======== Records for the task

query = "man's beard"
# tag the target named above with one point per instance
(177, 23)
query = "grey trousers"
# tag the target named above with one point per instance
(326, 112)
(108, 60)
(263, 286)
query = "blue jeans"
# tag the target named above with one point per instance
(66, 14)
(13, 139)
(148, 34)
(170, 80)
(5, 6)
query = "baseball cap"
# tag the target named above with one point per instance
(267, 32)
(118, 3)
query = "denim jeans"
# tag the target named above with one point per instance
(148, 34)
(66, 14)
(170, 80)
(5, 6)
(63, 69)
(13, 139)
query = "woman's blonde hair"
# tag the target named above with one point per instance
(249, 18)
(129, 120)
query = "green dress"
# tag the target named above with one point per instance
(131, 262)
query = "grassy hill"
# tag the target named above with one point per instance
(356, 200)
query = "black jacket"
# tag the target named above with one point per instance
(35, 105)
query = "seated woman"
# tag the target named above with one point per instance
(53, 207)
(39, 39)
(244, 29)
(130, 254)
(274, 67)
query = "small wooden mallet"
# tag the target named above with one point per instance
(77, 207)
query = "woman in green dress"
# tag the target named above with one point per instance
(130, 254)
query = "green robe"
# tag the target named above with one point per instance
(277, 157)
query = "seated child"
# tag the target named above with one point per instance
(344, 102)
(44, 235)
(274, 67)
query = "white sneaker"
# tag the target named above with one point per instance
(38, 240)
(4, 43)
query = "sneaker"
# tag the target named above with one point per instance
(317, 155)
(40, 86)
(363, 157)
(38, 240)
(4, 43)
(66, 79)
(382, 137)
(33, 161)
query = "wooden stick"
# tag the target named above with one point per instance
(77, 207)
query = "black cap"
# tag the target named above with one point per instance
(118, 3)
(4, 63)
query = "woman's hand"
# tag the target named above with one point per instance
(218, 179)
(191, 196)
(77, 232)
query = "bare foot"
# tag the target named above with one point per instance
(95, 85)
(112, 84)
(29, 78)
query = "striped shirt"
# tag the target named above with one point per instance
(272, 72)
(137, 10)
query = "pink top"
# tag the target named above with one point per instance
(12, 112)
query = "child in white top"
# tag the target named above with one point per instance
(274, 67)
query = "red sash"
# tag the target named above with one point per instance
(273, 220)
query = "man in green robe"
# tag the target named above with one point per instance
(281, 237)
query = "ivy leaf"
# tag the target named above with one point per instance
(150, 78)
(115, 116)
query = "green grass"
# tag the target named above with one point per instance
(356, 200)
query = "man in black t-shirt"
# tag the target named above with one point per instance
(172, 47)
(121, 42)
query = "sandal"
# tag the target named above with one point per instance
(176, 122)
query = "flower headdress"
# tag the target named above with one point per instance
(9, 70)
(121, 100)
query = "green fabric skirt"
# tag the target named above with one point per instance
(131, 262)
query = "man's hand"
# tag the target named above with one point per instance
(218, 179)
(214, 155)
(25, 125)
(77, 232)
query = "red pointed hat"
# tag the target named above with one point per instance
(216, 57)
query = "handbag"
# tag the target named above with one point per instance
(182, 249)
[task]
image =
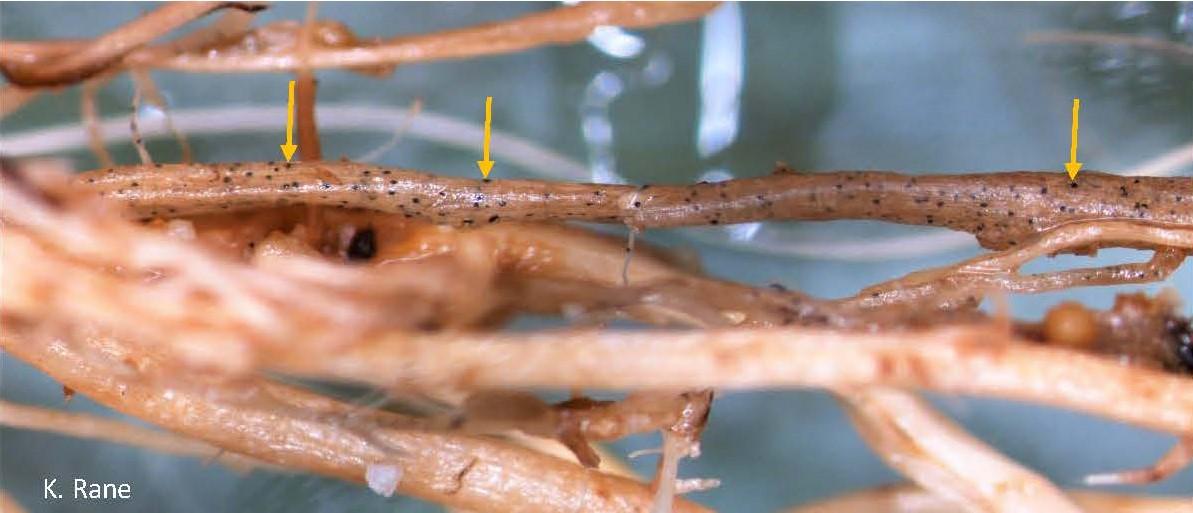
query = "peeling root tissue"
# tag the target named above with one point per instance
(383, 478)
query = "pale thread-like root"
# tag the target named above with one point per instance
(63, 66)
(399, 133)
(135, 128)
(143, 81)
(119, 432)
(939, 456)
(1174, 461)
(912, 499)
(561, 25)
(90, 112)
(276, 424)
(975, 278)
(306, 91)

================

Tally the lines of the data above that contain the string "green", with case counting, and give only the number.

## Task response
6